• WHAT THIS EXERCISE ASKS:
**1)** From the article on Lisa Smith's appeal, reproduce the passage that begins with the words "Last year Smith" and ends with "persist with it.".
**2)** In the article on Lisa Smith's appeal, what date is given for her release from prison?

• TEXT TO READ:
# # # # # # #

Former soldier Lisa Smith is to remain in prison for membership of the terrorist group Islamic State, after a bid to overturn her 15-month sentence was rejected by the Court of Appeal.

Delivering the judgment of the three-judge court on Wednesday morning Mr Justice John Edwards said the judges of the Special Criminal Court who tried, convicted and sentenced Smith had shown "scrupulous fairness and appropriate regard to the evidence".


The court dismissed all grounds of appeal relating to the sentence. Following the judgment Ms Smith's lawyers indicated that they want to appeal her conviction as soon as possible. Her case will be mentioned again on March 24th.

With ordinary remission on her 15-month sentence and taking into account one month she spent in custody on her return to Ireland in 2019, the 41-year-old mother-of-one is due for release on May 27th.

First person convicted

Last year Smith became the first person to be convicted in an Irish court of an Islamic terrorist offence committed abroad when the three-judge, non-jury Special Criminal Court found that she joined Isis when she travelled to Syria in 2015. The 41-year-old from Dundalk, Co Louth had pleaded not guilty to membership of an unlawful terrorist group, Islamic State, between October 28th, 2015 and December 1st, 2019.

Sentencing her to 15 months in prison, Mr Justice Tony Hunt noted that while Smith is a low risk for re-offending, she was persistent and determined in her efforts to travel to Syria and join Isis and has shown no remorse for her actions.


He said it was "serious" for an Irish citizen to take up allegiance with a terrorist organisation and persist with it.

He added that "she may have been easily led by circumstances and other people" but she had also shown resilience and determination to join and remain with Isis "to the bitter end".

# # # # # # #

• PROVIDED RECORDS:
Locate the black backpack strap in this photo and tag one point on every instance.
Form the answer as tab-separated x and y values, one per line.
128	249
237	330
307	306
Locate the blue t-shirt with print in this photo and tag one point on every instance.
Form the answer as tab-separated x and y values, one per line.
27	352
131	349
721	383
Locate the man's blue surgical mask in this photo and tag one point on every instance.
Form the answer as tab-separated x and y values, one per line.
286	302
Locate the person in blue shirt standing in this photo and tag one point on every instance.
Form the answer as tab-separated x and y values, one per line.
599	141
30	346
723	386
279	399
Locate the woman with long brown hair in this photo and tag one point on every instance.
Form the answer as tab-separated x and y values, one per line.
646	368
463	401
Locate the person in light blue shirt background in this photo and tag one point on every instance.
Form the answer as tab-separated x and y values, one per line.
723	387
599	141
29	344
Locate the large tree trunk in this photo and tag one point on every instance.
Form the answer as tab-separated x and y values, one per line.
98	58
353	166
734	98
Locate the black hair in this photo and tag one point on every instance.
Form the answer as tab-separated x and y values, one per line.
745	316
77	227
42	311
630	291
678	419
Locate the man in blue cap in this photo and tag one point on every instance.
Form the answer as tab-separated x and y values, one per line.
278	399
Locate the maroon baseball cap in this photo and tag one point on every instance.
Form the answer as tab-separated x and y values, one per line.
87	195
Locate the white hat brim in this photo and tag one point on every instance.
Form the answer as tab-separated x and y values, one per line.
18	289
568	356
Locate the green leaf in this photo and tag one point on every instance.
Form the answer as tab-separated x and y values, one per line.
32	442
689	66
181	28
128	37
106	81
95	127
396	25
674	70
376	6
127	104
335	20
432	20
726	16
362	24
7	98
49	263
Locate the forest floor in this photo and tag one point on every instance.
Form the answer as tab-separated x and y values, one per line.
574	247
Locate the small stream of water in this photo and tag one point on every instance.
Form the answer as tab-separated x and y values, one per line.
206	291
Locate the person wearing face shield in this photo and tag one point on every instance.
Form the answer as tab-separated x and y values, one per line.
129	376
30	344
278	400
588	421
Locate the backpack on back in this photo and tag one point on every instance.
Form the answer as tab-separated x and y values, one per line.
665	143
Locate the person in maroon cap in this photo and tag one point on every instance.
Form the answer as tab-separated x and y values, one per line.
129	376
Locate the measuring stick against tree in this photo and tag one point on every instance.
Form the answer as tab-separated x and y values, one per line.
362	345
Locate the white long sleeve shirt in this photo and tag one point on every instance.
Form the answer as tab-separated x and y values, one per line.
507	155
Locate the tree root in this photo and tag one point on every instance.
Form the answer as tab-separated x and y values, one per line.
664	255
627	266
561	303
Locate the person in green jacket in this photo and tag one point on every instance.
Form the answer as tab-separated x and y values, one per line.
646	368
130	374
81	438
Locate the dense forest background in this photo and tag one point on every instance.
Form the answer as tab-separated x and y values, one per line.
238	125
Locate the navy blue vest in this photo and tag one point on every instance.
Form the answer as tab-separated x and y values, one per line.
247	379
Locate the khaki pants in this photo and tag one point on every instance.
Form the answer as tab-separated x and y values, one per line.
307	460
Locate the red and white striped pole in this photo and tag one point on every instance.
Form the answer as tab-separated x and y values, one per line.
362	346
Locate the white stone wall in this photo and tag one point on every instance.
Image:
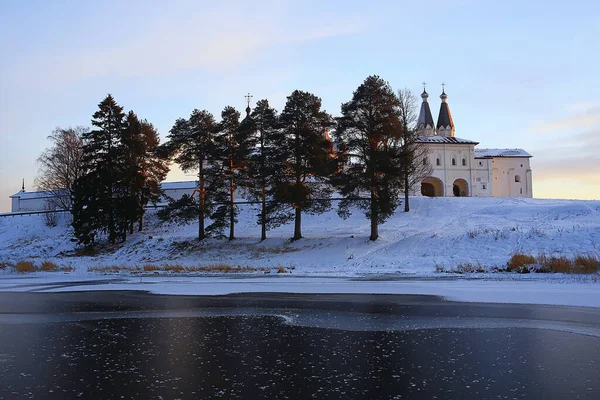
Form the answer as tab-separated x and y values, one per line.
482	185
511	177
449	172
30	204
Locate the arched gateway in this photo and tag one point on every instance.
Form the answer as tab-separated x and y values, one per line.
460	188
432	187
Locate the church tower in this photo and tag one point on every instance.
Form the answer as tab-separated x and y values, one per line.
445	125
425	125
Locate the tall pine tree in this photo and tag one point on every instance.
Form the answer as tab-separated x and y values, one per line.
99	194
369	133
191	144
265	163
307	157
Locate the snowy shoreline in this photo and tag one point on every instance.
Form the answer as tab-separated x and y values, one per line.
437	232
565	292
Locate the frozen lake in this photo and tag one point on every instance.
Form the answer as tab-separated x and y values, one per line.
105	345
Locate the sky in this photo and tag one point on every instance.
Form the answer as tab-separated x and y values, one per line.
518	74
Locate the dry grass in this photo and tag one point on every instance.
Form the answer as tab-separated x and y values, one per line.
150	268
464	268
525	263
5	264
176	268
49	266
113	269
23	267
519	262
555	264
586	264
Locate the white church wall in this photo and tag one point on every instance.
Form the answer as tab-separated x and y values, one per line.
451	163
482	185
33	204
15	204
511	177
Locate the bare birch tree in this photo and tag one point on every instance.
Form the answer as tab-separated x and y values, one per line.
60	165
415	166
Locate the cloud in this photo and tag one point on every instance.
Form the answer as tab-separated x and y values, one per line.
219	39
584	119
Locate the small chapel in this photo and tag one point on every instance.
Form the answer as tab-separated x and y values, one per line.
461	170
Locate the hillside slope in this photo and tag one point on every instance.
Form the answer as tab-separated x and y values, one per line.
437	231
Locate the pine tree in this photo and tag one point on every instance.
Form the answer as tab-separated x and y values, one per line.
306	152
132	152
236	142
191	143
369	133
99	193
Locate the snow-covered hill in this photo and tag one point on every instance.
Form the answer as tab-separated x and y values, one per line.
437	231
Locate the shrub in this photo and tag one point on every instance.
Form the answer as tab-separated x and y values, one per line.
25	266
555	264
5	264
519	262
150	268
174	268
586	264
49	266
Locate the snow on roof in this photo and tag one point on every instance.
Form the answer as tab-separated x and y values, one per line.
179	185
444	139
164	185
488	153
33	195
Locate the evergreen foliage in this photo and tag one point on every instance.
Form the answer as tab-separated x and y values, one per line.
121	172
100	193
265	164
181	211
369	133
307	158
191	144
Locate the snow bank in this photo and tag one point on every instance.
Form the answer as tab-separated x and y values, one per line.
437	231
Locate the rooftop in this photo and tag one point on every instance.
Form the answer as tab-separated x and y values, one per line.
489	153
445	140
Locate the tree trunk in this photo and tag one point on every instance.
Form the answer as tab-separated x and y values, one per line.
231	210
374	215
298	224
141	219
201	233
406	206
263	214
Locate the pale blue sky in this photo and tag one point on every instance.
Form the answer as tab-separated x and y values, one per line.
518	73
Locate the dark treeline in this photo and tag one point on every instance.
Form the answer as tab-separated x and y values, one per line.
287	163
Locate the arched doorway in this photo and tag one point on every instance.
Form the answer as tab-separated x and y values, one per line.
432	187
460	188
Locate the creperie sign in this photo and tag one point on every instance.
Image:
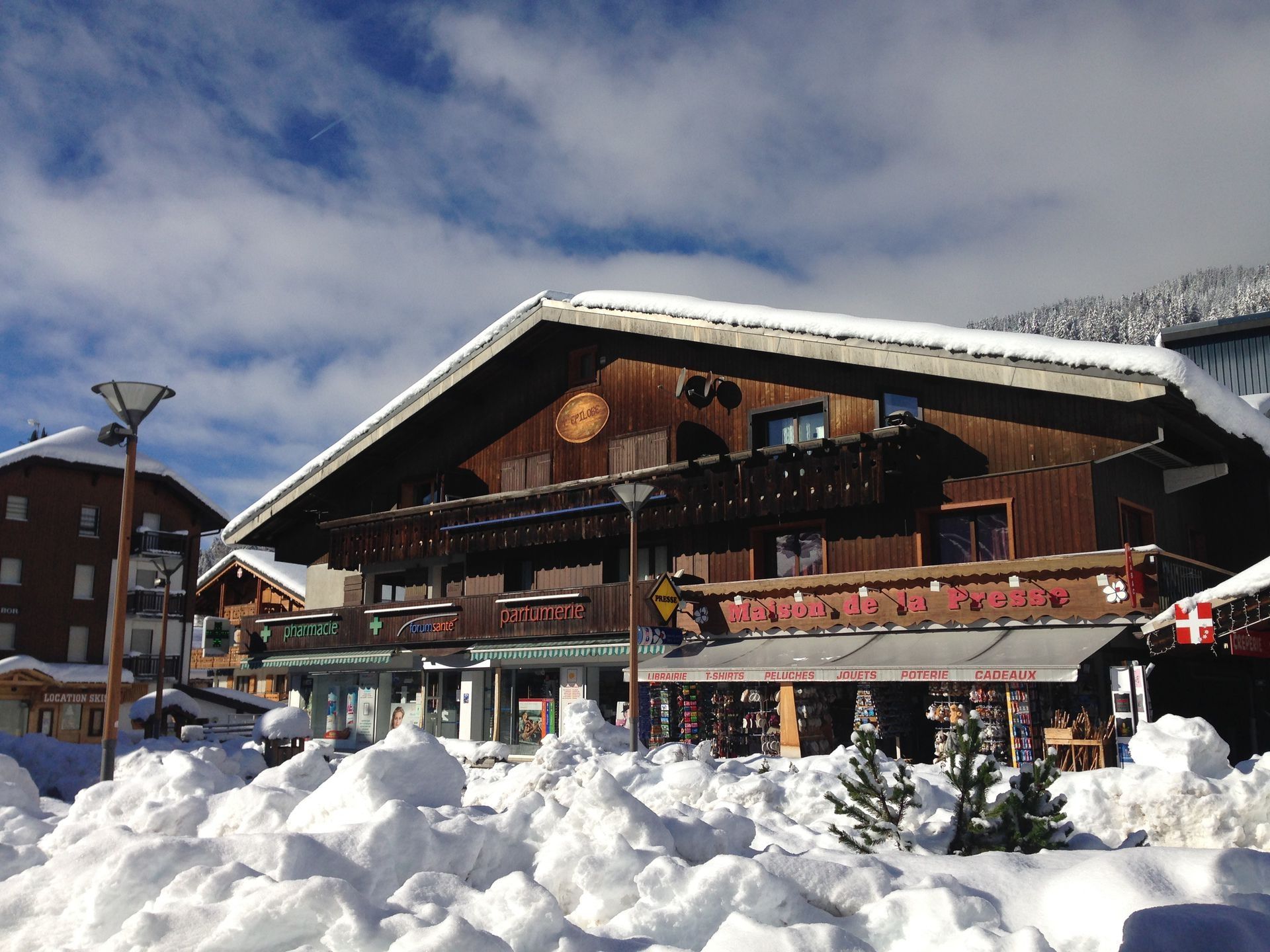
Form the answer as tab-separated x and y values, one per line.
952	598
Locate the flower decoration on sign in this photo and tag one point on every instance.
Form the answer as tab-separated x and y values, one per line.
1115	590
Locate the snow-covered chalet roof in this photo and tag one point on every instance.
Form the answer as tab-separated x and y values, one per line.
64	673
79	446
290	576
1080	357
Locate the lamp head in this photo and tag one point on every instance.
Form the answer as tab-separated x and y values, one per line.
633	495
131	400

# # # # # # #

• ANSWERS TO THE PROBLEMS:
**1)**
Last year Smith became the first person to be convicted in an Irish court of an Islamic terrorist offence committed abroad when the three-judge, non-jury Special Criminal Court found that she joined Isis when she travelled to Syria in 2015. The 41-year-old from Dundalk, Co Louth had pleaded not guilty to membership of an unlawful terrorist group, Islamic State, between October 28th, 2015 and December 1st, 2019.

Sentencing her to 15 months in prison, Mr Justice Tony Hunt noted that while Smith is a low risk for re-offending, she was persistent and determined in her efforts to travel to Syria and join Isis and has shown no remorse for her actions.


He said it was "serious" for an Irish citizen to take up allegiance with a terrorist organisation and persist with it.

**2)** May 27th